■ **Set problem 1**
Which four empires does the poem addressed to the Ocean name?
■ **Set problem 2**
Please copy the poem addressed to the Ocean word for word, from "Thy shores are" to "thou rollest now.".

■ **Selected text**
◆ ◆ ◆
Thy shores are empires, changed in all save thee—
Assyria, Greece, Rome, Carthage,—what are they?
Thy waters wasted them while they were free,
And many a tyrant since; their shores obey
The stranger, slave or savage; their decay
Has dried up realms to deserts;—not so thou,
Unchangeable, save to thy wild waves' play-
Time writes no wrinkle on thine azure brow—
Such as creation's dawn beheld, thou rollest now.

V.

Thou glorious mirror, where the Almighty's form
Glasses itself in tempests; in all time,
Calm or convulsed—in breeze, or gale, or storm,
Icing the pole, or in the torrid clime
Dark-heaving;—boundless, endless, and sublime—
The image of Eternity—the throne
Of the Invisible; even from out thy slime
The monsters of the deep are made; each zone
Obeys thee: thou goest forth, dread, fathomless, alone.

VI.

And I have loved thee, Ocean! and my joy
Of youthful sport was on thy breast to be
Borne, like thy bubbles, onward: from a boy
I wantoned with thy breakers—they to me
Were a delight; and if thy freshening sea
Made them a terror, 'twas a pleasing fear;
For I was, as it were, a child of thee,
And trusted to thy billows far and near,
And laid my hand upon thy mane—as I do here.
◆ ◆ ◆
A block of data
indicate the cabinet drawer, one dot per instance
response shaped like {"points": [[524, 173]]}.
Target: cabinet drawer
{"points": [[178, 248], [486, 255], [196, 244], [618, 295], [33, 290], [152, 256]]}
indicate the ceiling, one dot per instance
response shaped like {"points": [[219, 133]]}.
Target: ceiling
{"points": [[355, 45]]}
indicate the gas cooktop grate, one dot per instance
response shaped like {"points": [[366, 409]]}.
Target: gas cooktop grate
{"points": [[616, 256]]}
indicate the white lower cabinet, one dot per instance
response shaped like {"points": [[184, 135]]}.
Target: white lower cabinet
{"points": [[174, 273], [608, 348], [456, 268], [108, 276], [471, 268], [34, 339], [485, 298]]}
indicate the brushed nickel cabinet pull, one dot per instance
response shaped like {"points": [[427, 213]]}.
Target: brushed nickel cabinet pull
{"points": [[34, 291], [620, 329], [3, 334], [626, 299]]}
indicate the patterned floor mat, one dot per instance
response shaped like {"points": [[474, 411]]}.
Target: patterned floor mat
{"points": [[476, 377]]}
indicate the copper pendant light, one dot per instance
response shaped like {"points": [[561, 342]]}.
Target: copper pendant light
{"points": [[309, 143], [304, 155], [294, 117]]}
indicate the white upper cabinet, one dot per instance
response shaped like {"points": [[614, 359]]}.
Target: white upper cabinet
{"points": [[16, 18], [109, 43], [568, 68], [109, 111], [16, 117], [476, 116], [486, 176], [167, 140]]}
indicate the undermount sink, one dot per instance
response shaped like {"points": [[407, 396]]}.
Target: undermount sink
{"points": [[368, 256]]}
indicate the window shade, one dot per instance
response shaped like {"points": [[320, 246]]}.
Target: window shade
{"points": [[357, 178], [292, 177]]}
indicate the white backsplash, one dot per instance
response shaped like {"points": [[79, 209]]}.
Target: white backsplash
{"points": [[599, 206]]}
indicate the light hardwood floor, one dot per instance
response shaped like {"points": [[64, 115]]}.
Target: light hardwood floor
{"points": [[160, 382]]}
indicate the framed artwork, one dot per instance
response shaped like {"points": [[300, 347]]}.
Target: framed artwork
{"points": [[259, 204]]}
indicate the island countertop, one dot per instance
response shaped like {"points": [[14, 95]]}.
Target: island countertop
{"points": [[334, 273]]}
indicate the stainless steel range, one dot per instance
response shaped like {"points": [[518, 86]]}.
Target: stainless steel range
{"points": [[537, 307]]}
◆ ◆ ◆
■ **Worked solution 1**
Assyria, Greece, Rome, and Carthage.

■ **Worked solution 2**
Thy shores are empires, changed in all save thee—
Assyria, Greece, Rome, Carthage,—what are they?
Thy waters wasted them while they were free,
And many a tyrant since; their shores obey
The stranger, slave or savage; their decay
Has dried up realms to deserts;—not so thou,
Unchangeable, save to thy wild waves' play-
Time writes no wrinkle on thine azure brow—
Such as creation's dawn beheld, thou rollest now.